Format every line of the listing below as a numbered list, skipping blank lines and leaving the pictures out.

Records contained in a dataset
%%
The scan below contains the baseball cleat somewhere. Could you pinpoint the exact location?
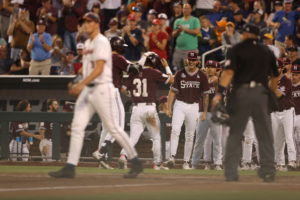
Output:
[182,162,192,170]
[124,158,144,179]
[92,150,103,160]
[48,166,75,178]
[118,155,128,169]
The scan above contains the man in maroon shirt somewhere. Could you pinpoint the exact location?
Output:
[120,52,173,170]
[292,64,300,167]
[271,60,296,171]
[167,52,209,169]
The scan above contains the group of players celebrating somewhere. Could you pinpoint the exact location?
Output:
[93,34,300,171]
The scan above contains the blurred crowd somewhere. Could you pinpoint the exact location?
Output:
[0,0,300,75]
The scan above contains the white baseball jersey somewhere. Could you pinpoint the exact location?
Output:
[82,33,112,84]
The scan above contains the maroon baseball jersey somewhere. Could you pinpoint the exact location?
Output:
[112,53,128,89]
[40,122,53,139]
[278,76,294,111]
[199,83,216,112]
[10,122,28,139]
[125,67,169,103]
[292,83,300,115]
[171,69,209,103]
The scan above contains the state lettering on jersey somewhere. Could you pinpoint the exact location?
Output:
[180,80,200,89]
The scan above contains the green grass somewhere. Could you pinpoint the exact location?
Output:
[0,165,300,178]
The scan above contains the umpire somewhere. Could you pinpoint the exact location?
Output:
[213,24,279,182]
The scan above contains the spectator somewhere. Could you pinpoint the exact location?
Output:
%%
**TASK SOLUTION**
1. The scan below contains the baseball cleat somewhere. Could you pinpoint the exact location?
2. Output:
3. [182,162,192,170]
4. [124,158,144,179]
5. [92,150,103,160]
6. [48,166,75,178]
7. [118,155,128,169]
8. The scan above contains the man in maroon shirt somewhere. Could you pinpoint the exact location?
9. Output:
10. [120,52,173,170]
11. [292,64,300,167]
12. [271,60,296,171]
13. [167,52,209,169]
14. The scan above contains the group of players celebrating somewhere. Could you pinpoint the exact location?
15. Output:
16. [93,34,300,171]
17. The scan above contains the blurred crowd somewhere. Could you pinpoint the exact location?
18. Output:
19. [0,0,300,75]
20. The scan above contains the white baseball jersey somewhere. Could you pinpoint the exact location?
21. Output:
22. [82,33,112,84]
23. The scan above contains the maroon baseball jersey somewhere. Could you pinpoint the exact location?
24. Output:
25. [112,53,128,89]
26. [40,122,53,139]
27. [278,76,294,111]
28. [199,83,216,112]
29. [10,122,28,139]
30. [125,67,169,103]
31. [292,83,300,115]
32. [171,69,209,103]
33. The scan above contains the state lettering on jersey somewhere. Could you pinpoint the exact location?
34. Output:
35. [180,80,200,89]
36. The scan above contains the green grass somewhere. Could you pinpoint the exact location?
37. Output:
38. [0,165,300,178]
39. The scan above contains the umpire somewhere. Could you pinpoint the exact location?
40. Output:
41. [213,24,279,182]
42. The scan above contains the spectator somewhere. Could you pinpoint the exact location?
43. Output:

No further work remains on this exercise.